DIRECTIVE: Count the lines of the material below that contain the word "sneaker", treating uppercase and lowercase as different. Reply with the number alone.

* START ROWS *

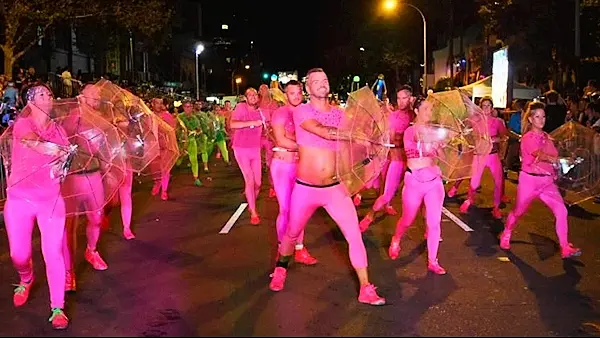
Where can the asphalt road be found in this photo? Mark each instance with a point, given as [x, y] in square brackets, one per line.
[181, 277]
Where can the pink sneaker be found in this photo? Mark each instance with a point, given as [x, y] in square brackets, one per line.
[436, 268]
[365, 222]
[569, 251]
[58, 319]
[464, 208]
[496, 213]
[278, 279]
[452, 192]
[505, 239]
[304, 257]
[93, 257]
[155, 189]
[21, 293]
[368, 295]
[70, 282]
[357, 199]
[394, 249]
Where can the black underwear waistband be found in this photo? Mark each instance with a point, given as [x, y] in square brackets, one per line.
[317, 186]
[537, 175]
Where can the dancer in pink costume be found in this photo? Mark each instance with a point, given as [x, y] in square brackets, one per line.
[35, 197]
[162, 183]
[454, 189]
[536, 180]
[88, 188]
[422, 184]
[399, 121]
[497, 130]
[247, 125]
[267, 107]
[284, 166]
[316, 126]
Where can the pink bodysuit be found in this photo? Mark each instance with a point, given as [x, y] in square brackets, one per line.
[306, 111]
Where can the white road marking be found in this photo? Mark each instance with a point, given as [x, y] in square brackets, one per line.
[456, 220]
[233, 219]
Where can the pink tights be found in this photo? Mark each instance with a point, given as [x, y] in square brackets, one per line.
[394, 176]
[284, 175]
[480, 162]
[90, 195]
[421, 187]
[249, 161]
[531, 187]
[20, 217]
[306, 199]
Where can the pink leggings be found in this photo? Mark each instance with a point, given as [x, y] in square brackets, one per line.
[306, 199]
[284, 176]
[20, 216]
[394, 176]
[480, 162]
[90, 200]
[250, 164]
[423, 185]
[125, 196]
[531, 187]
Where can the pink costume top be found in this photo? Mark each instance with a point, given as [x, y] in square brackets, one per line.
[167, 117]
[246, 137]
[496, 127]
[399, 121]
[284, 116]
[416, 148]
[331, 118]
[31, 174]
[531, 142]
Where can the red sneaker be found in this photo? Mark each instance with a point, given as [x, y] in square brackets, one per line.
[394, 249]
[58, 319]
[368, 295]
[70, 283]
[93, 257]
[304, 257]
[21, 293]
[278, 279]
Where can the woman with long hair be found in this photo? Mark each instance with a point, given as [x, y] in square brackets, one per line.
[33, 196]
[536, 180]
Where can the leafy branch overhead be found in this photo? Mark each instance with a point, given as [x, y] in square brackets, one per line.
[24, 22]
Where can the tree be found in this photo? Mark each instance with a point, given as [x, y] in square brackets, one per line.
[26, 22]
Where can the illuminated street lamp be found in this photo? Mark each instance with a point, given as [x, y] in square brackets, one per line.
[238, 81]
[199, 50]
[390, 6]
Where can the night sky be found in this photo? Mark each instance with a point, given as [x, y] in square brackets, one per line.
[292, 35]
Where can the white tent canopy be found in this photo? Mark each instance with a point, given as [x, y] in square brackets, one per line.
[483, 88]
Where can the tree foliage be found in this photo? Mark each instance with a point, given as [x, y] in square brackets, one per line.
[539, 32]
[25, 22]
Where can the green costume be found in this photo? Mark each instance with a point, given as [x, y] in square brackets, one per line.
[192, 124]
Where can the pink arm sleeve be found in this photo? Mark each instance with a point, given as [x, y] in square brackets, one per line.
[279, 117]
[239, 112]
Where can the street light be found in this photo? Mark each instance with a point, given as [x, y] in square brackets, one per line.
[389, 6]
[199, 50]
[238, 80]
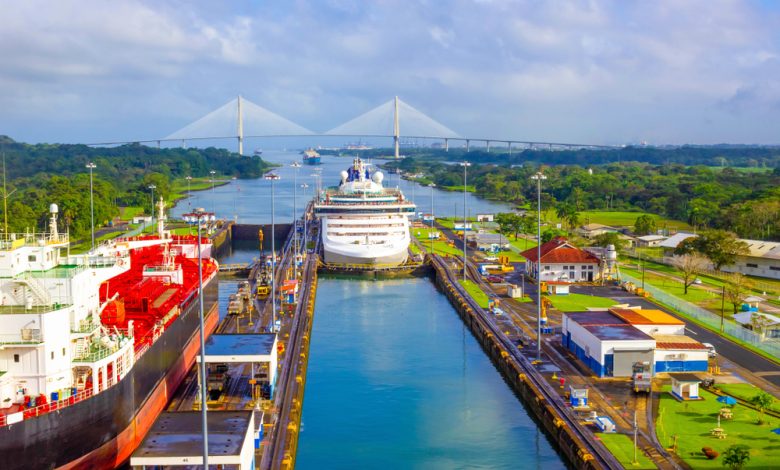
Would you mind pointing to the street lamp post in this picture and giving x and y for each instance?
(200, 217)
(273, 177)
(430, 238)
(213, 200)
(538, 177)
(305, 186)
(91, 166)
(189, 195)
(465, 165)
(152, 187)
(296, 166)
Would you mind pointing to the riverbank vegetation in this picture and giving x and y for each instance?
(747, 203)
(41, 174)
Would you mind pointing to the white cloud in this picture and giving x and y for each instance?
(489, 66)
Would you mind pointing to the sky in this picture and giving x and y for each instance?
(598, 72)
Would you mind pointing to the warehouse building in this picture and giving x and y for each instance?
(611, 342)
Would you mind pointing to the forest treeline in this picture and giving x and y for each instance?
(41, 174)
(744, 202)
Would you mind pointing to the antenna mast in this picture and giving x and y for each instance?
(240, 128)
(396, 128)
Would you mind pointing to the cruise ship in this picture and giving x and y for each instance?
(362, 222)
(92, 346)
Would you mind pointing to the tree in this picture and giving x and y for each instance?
(644, 225)
(691, 265)
(610, 238)
(762, 401)
(737, 287)
(720, 246)
(736, 456)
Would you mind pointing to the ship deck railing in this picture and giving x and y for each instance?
(26, 413)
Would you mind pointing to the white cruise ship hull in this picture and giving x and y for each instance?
(365, 254)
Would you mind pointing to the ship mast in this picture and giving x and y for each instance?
(240, 128)
(396, 128)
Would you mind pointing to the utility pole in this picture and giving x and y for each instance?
(722, 306)
(539, 177)
(465, 165)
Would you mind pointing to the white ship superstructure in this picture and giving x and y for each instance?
(363, 222)
(49, 316)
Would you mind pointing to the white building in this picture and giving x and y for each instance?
(610, 342)
(562, 261)
(762, 260)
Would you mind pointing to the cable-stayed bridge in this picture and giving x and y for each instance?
(241, 119)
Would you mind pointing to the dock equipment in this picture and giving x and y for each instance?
(176, 440)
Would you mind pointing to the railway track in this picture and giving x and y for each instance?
(597, 450)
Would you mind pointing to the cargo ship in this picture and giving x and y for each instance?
(363, 222)
(311, 157)
(93, 346)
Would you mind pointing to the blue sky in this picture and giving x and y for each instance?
(666, 71)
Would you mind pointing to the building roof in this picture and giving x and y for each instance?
(685, 377)
(762, 249)
(645, 317)
(676, 239)
(622, 332)
(592, 227)
(590, 318)
(746, 318)
(677, 342)
(558, 251)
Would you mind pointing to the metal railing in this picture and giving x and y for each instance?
(736, 331)
(25, 336)
(48, 407)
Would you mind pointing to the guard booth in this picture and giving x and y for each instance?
(258, 349)
(176, 440)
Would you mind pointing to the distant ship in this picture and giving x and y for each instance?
(363, 222)
(311, 156)
(94, 345)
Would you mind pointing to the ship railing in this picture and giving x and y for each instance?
(27, 413)
(25, 336)
(15, 240)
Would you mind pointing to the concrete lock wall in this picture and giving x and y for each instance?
(570, 446)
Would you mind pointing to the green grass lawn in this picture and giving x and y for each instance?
(691, 422)
(439, 247)
(745, 392)
(622, 447)
(578, 302)
(475, 292)
(622, 218)
(127, 213)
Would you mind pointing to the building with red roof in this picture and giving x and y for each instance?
(562, 261)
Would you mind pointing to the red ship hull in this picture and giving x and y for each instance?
(117, 451)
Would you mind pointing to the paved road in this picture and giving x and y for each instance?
(735, 353)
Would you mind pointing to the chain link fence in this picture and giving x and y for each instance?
(771, 346)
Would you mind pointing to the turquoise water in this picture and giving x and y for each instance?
(395, 380)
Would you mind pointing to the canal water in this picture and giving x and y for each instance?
(395, 380)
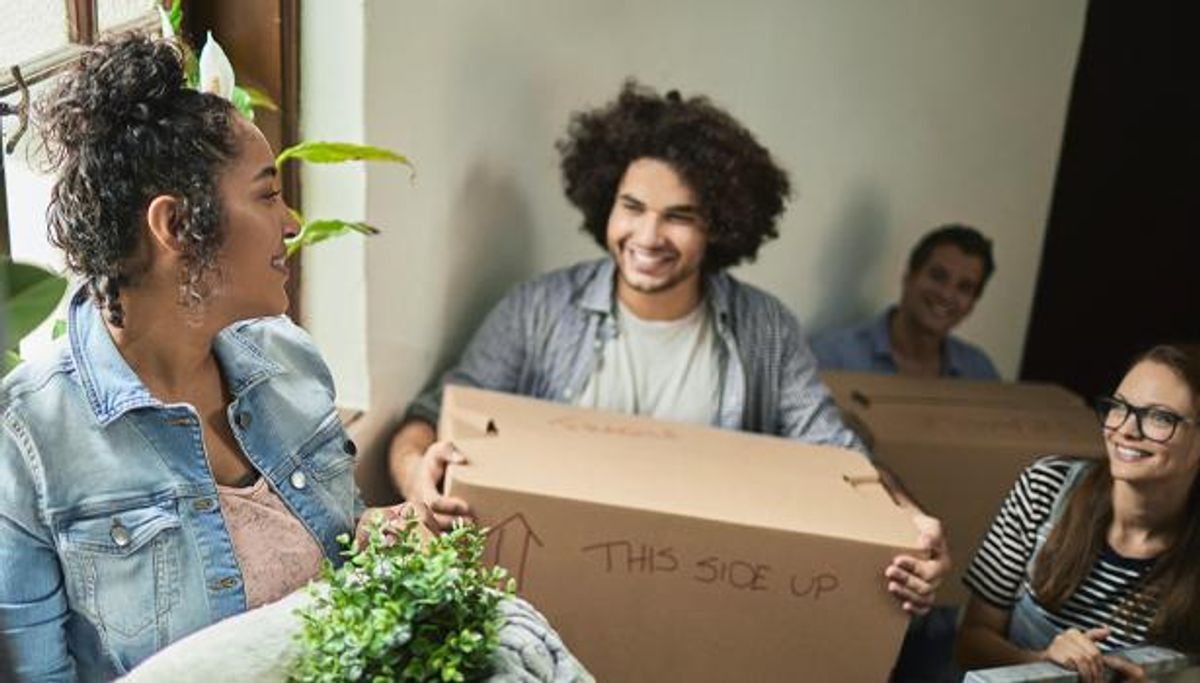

* END ROWS *

FINAL RESULT: 2